Please give back, word for word, only the lines starting at the one containing "the zebra herd." and ending at the one containing "the zebra ear." within the material below.
....
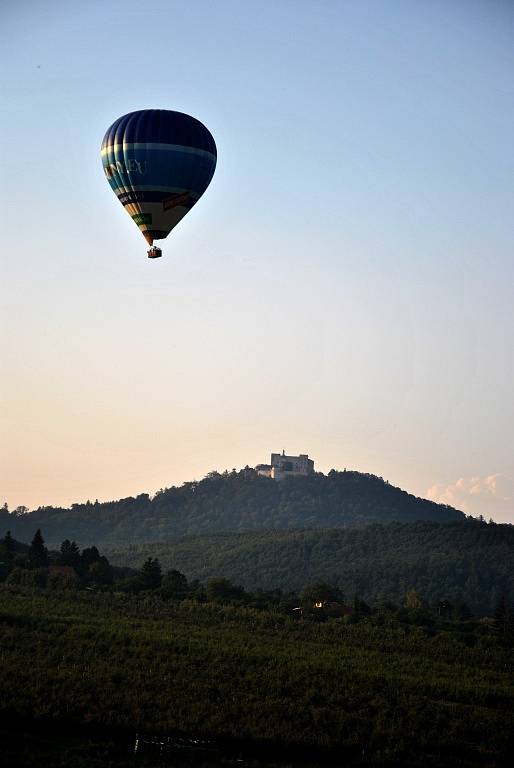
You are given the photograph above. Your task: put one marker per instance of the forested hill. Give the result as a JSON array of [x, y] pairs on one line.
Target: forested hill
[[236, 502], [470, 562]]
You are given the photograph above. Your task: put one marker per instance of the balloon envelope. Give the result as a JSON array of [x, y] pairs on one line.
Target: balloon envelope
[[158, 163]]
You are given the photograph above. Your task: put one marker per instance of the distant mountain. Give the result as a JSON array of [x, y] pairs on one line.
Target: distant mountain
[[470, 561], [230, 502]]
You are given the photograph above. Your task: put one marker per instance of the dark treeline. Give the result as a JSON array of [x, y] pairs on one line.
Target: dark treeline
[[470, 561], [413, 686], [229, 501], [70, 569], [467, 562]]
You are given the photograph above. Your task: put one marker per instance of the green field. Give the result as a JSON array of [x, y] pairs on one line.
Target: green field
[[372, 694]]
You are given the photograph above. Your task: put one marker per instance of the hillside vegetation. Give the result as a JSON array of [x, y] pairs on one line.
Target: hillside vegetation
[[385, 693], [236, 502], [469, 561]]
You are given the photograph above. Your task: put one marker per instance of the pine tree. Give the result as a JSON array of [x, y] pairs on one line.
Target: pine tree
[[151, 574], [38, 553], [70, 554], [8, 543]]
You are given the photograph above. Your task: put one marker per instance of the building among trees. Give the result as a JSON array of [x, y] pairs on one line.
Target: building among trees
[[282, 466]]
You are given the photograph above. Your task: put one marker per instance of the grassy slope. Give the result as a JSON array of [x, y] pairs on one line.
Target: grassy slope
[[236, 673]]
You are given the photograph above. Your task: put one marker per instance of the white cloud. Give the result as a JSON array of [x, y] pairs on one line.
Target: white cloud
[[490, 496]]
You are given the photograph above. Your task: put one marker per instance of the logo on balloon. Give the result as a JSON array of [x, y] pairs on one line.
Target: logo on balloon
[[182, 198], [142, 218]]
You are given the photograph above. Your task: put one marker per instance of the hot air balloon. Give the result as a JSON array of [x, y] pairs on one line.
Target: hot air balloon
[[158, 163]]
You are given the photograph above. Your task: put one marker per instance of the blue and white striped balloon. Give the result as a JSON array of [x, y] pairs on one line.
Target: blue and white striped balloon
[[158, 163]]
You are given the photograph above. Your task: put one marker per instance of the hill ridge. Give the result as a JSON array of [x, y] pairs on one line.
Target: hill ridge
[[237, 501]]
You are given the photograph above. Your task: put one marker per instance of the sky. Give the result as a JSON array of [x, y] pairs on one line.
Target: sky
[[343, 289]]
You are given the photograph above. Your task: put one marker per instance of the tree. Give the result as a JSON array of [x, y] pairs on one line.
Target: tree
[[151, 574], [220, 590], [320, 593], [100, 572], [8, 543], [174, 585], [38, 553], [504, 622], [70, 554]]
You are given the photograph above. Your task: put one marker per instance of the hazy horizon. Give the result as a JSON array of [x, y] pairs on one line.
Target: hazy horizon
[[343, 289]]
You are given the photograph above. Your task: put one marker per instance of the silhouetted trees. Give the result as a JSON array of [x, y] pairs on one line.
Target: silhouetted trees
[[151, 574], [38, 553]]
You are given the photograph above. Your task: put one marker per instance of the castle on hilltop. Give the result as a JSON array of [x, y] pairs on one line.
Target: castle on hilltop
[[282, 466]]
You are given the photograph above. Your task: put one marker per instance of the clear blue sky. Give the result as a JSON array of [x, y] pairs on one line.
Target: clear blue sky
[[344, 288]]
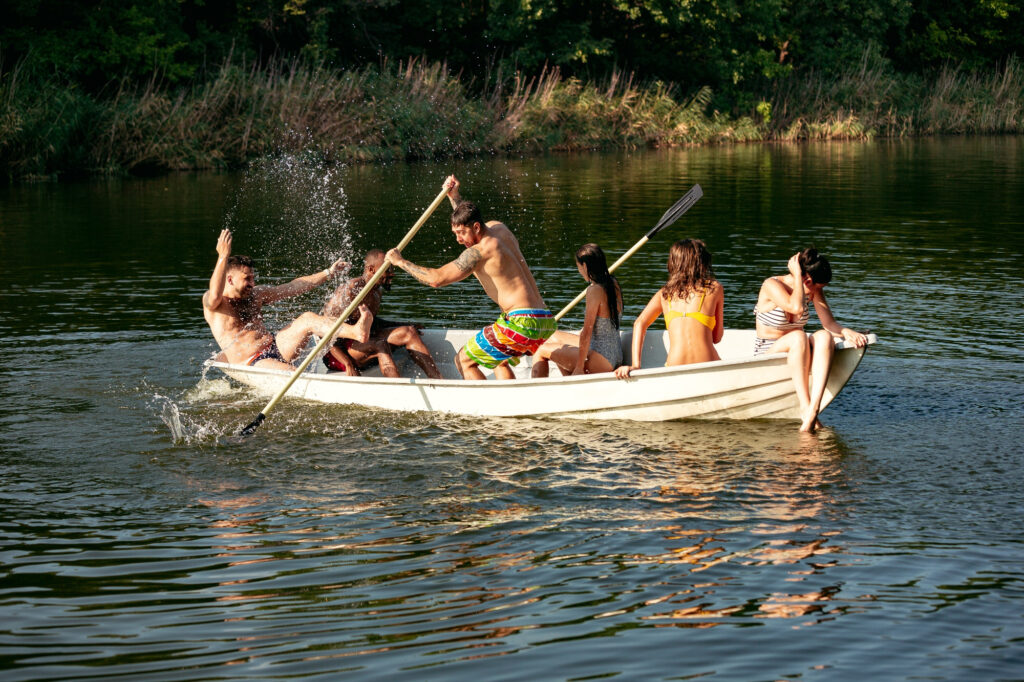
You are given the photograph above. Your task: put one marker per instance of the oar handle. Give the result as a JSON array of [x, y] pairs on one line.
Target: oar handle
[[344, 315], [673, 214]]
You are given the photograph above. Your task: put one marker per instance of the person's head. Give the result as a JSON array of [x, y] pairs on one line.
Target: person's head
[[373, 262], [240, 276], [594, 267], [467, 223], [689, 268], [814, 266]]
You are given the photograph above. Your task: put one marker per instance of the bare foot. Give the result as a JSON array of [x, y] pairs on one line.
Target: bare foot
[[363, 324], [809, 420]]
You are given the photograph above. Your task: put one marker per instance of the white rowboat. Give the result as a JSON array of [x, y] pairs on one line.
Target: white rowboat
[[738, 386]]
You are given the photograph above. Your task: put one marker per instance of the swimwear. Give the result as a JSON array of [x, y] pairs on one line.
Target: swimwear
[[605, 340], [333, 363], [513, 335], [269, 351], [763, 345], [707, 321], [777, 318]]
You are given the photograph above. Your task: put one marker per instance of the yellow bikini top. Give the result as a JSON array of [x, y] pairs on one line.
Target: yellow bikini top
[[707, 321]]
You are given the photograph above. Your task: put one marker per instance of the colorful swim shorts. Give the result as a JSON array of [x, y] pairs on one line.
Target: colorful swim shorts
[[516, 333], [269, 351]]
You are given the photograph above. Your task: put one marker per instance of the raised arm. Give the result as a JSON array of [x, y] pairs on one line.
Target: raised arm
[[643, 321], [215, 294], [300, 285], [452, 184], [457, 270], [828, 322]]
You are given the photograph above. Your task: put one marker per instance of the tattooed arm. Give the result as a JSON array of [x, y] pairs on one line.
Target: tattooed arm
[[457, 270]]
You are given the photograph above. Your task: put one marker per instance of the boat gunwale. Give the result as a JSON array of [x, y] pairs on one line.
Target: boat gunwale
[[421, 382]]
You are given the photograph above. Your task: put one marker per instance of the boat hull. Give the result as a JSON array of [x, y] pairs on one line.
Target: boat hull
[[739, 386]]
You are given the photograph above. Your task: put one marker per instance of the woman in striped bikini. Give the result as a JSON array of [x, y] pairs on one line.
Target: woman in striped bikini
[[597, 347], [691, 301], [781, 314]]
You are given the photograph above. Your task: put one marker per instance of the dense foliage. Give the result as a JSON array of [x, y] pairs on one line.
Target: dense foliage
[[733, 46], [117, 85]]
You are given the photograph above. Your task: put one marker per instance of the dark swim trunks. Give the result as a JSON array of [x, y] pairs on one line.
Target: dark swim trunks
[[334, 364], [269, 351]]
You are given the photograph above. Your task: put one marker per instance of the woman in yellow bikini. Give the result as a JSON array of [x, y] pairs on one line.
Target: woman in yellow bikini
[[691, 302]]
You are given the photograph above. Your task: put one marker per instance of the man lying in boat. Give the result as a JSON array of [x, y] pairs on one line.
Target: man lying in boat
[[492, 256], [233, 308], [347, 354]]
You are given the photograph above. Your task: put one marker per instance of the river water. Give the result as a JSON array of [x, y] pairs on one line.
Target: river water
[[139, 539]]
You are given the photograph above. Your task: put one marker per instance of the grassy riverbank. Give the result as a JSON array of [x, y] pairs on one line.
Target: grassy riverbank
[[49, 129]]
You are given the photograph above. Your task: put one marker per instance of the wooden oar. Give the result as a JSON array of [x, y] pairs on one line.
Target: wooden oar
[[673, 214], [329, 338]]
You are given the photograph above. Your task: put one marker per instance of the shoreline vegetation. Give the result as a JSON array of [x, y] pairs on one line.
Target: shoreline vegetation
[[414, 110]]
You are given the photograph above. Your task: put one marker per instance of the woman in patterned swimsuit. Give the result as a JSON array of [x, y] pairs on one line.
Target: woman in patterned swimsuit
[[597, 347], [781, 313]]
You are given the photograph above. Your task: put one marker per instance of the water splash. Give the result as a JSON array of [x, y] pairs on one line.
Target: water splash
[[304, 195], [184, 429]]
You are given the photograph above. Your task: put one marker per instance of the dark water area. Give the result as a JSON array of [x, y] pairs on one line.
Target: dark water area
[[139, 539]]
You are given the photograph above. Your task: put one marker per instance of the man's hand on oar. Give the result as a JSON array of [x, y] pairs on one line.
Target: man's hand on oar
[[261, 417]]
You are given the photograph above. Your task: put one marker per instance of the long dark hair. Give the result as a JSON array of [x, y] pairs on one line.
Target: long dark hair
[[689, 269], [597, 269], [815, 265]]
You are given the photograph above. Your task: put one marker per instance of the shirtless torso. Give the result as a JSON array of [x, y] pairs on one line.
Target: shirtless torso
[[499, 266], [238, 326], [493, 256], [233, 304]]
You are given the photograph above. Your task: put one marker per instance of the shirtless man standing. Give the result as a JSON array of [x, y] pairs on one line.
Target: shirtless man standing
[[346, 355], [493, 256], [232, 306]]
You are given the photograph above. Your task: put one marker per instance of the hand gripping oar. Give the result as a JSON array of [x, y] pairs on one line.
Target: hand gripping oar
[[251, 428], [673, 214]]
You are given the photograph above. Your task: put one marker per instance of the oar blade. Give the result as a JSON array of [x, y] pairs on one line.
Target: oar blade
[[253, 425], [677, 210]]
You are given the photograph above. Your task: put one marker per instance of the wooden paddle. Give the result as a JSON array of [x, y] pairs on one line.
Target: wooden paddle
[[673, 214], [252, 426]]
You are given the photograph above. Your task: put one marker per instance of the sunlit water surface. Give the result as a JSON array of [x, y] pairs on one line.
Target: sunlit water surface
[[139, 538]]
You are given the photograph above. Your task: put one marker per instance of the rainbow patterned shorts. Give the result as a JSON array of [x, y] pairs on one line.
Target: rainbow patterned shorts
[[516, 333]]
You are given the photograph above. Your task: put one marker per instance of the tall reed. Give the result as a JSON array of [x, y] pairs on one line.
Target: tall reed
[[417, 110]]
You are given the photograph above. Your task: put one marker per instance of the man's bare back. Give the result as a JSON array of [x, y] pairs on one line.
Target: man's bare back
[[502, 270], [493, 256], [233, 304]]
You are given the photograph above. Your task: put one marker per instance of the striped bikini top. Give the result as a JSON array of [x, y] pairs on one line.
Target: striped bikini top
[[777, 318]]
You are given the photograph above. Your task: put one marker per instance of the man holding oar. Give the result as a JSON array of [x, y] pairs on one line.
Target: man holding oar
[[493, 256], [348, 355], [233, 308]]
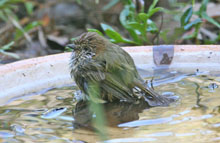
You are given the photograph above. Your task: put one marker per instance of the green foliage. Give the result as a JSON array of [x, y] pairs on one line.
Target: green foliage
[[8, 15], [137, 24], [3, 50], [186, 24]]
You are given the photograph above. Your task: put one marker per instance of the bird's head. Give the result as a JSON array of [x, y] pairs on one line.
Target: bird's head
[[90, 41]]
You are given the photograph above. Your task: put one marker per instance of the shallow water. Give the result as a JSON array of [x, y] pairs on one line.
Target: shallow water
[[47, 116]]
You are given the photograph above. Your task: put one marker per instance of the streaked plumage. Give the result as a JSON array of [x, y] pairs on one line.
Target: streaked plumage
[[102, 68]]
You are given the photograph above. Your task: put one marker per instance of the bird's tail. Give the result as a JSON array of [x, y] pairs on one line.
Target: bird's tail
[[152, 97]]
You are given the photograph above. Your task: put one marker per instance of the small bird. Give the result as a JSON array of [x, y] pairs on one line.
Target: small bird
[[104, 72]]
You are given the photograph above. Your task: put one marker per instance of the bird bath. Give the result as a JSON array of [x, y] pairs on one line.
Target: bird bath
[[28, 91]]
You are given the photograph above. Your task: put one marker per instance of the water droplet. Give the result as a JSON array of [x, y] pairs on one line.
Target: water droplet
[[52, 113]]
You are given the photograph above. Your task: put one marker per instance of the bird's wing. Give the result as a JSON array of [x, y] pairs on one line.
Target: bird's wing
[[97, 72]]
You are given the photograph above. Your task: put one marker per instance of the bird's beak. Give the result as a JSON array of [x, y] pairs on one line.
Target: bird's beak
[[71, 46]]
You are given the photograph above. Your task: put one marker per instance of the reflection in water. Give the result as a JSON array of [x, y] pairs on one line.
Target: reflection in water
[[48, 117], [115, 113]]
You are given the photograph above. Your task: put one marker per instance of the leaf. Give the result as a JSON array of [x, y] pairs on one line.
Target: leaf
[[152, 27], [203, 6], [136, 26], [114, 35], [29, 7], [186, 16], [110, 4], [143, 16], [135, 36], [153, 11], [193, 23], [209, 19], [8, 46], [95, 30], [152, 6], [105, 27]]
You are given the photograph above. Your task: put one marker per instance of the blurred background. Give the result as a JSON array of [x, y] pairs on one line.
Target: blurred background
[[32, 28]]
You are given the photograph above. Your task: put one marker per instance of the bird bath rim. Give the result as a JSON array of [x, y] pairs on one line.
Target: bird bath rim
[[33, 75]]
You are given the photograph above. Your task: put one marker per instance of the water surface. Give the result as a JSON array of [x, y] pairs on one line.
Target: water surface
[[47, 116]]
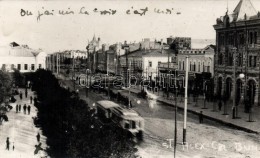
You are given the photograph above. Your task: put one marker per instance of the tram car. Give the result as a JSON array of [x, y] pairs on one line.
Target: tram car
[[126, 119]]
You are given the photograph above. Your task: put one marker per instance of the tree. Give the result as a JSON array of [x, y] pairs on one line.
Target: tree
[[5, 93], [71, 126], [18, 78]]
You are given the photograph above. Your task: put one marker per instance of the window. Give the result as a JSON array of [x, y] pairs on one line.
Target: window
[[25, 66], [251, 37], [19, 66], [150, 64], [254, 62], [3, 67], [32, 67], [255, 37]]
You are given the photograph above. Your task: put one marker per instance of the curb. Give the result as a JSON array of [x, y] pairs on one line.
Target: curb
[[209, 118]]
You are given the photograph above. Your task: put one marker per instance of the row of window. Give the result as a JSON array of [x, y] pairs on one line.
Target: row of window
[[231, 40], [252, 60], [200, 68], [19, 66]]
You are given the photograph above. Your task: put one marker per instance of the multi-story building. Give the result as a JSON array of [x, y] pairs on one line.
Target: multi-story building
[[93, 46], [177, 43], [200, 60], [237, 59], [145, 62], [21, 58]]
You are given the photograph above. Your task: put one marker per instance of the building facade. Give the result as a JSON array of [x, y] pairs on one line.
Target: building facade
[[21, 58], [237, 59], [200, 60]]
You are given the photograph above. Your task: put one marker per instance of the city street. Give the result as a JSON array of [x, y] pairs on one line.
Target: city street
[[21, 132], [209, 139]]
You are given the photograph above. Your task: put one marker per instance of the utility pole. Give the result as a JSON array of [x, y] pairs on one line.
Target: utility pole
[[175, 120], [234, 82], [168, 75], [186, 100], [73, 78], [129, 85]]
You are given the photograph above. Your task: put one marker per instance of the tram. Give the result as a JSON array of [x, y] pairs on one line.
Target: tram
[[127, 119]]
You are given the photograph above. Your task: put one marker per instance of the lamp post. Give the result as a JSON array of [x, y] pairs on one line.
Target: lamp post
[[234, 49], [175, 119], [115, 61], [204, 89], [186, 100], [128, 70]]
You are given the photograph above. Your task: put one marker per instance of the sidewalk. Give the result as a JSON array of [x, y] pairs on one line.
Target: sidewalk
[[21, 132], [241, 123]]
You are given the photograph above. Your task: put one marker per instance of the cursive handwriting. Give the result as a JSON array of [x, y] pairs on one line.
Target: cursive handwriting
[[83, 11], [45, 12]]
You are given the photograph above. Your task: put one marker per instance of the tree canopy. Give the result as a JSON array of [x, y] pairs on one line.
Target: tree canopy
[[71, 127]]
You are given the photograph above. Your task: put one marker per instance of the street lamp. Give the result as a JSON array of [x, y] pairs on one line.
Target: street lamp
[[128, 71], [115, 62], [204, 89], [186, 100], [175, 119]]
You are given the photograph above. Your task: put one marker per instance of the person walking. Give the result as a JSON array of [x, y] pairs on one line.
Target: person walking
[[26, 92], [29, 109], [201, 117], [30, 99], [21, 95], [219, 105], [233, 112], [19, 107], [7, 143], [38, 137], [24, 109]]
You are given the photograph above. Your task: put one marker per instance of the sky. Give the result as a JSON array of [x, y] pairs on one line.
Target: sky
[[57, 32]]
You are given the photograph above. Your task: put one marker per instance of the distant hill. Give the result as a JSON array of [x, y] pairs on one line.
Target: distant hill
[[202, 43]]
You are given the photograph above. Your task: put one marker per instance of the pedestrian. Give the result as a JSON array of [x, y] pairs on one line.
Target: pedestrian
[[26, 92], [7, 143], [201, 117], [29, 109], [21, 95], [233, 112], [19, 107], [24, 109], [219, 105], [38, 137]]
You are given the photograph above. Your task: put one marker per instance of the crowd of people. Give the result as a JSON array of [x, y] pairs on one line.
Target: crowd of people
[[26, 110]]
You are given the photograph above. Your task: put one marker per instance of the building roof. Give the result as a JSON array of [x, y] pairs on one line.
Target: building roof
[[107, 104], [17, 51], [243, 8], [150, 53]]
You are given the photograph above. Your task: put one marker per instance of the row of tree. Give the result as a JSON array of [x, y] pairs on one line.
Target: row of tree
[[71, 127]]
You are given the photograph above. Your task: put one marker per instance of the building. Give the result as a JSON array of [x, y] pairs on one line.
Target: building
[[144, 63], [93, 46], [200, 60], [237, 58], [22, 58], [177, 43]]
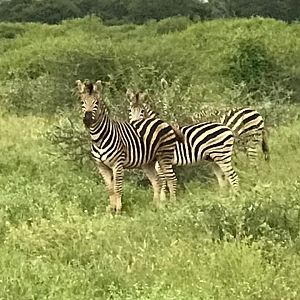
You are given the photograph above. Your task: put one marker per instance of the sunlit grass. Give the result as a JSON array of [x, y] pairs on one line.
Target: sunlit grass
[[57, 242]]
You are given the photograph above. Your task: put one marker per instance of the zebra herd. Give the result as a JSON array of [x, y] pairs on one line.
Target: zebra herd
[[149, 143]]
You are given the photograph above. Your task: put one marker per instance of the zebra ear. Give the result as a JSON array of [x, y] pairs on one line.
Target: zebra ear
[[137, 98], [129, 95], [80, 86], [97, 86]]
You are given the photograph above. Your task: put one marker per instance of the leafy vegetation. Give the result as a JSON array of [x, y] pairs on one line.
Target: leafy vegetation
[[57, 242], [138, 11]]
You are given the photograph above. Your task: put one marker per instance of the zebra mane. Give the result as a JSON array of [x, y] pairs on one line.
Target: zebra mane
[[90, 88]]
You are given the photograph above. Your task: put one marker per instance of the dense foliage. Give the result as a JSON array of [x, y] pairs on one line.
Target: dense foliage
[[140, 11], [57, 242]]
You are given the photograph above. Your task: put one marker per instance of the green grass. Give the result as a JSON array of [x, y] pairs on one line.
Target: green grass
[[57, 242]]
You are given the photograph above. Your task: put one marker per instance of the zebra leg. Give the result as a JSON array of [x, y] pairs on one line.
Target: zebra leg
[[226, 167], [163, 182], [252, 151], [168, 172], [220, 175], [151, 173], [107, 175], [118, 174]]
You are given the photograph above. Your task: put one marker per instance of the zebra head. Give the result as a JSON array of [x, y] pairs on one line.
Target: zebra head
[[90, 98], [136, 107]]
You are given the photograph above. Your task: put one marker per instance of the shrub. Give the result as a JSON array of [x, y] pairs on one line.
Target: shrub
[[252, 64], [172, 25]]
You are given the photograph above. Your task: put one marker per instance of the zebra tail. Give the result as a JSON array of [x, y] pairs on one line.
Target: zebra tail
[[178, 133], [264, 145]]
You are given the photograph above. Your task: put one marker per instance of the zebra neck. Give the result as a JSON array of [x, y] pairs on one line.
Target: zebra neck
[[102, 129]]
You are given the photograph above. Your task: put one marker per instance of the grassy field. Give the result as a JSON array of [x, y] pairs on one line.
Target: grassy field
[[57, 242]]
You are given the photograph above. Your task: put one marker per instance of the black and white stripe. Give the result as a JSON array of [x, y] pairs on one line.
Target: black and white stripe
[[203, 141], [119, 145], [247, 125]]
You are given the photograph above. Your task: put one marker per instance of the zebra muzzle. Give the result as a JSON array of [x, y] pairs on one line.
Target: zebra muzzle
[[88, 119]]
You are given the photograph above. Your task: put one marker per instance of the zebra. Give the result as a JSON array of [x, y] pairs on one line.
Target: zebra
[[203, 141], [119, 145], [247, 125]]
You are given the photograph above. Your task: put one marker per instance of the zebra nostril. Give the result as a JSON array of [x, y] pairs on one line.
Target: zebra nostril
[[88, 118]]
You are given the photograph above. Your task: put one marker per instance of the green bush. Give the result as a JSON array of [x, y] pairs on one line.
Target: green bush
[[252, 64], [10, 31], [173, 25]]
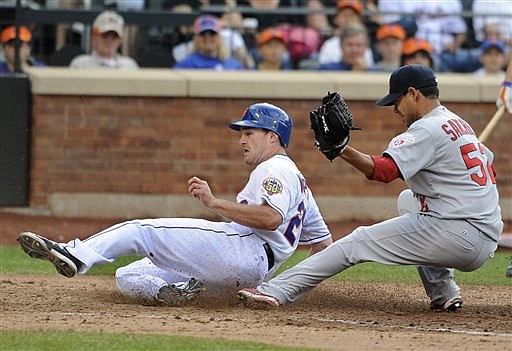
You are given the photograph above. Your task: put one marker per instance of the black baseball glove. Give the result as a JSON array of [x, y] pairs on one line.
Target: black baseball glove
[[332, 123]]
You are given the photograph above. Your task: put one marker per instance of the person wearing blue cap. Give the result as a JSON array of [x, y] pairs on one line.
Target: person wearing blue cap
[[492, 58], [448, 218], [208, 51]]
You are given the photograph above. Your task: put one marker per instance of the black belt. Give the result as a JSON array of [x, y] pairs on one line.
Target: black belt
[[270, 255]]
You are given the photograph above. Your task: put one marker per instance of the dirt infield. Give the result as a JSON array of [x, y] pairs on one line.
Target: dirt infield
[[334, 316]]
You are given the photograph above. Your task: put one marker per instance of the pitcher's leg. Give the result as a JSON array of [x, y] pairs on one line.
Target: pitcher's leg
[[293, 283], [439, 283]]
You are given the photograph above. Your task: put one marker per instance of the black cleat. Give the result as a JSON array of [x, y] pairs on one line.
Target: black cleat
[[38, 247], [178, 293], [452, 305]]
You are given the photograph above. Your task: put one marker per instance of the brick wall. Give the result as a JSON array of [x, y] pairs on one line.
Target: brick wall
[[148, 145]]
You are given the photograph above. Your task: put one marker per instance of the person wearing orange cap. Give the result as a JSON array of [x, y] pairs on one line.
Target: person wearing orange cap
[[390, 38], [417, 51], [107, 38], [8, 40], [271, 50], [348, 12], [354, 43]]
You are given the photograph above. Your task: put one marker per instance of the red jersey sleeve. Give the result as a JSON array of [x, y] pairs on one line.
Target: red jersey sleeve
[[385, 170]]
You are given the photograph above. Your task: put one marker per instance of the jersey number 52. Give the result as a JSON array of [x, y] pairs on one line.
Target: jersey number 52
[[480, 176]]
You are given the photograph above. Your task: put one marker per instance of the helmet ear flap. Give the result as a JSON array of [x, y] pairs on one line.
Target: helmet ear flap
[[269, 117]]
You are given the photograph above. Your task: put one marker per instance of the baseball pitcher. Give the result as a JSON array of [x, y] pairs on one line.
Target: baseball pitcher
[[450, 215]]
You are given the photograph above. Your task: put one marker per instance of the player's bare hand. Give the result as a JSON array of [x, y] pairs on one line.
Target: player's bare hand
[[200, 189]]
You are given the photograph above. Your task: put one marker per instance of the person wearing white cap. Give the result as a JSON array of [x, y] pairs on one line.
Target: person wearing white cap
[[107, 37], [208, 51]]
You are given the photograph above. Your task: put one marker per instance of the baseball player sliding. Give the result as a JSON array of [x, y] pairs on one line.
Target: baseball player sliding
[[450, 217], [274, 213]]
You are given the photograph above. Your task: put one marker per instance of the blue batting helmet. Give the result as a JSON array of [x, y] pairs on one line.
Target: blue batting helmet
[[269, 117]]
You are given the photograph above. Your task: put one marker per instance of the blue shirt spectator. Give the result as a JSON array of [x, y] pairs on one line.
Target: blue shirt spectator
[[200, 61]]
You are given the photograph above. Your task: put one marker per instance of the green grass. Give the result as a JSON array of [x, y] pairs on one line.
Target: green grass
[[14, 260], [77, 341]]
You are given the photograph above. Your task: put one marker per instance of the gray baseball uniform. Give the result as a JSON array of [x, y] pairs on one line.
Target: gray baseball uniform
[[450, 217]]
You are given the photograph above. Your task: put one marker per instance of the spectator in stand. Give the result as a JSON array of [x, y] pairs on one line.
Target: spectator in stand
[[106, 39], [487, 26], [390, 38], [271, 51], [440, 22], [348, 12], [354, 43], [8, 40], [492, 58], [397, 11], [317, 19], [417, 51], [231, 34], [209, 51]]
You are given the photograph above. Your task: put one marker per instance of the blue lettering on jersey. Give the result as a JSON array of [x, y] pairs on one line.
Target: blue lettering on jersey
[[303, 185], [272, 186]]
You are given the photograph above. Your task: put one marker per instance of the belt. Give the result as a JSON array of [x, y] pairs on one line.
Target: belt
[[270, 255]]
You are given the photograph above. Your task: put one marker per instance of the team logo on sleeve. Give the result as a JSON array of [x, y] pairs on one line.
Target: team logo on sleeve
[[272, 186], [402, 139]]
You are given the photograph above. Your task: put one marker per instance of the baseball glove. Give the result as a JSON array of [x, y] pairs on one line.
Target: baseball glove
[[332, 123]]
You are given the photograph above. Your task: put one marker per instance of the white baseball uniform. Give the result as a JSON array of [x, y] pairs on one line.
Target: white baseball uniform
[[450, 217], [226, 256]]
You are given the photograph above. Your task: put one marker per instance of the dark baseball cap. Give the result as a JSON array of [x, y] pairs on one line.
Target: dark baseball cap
....
Solution for this problem ::
You are given the photograph above. Your task: put one marker per instance of the zebra herd. Give the result as a JSON array of [x, y] pairs on one line.
Target: zebra herd
[[149, 143]]
You are given the photograph above. Your task: put one marker per instance of the zebra ear. Give the result as a JSON array of [x, y] pairs on one line.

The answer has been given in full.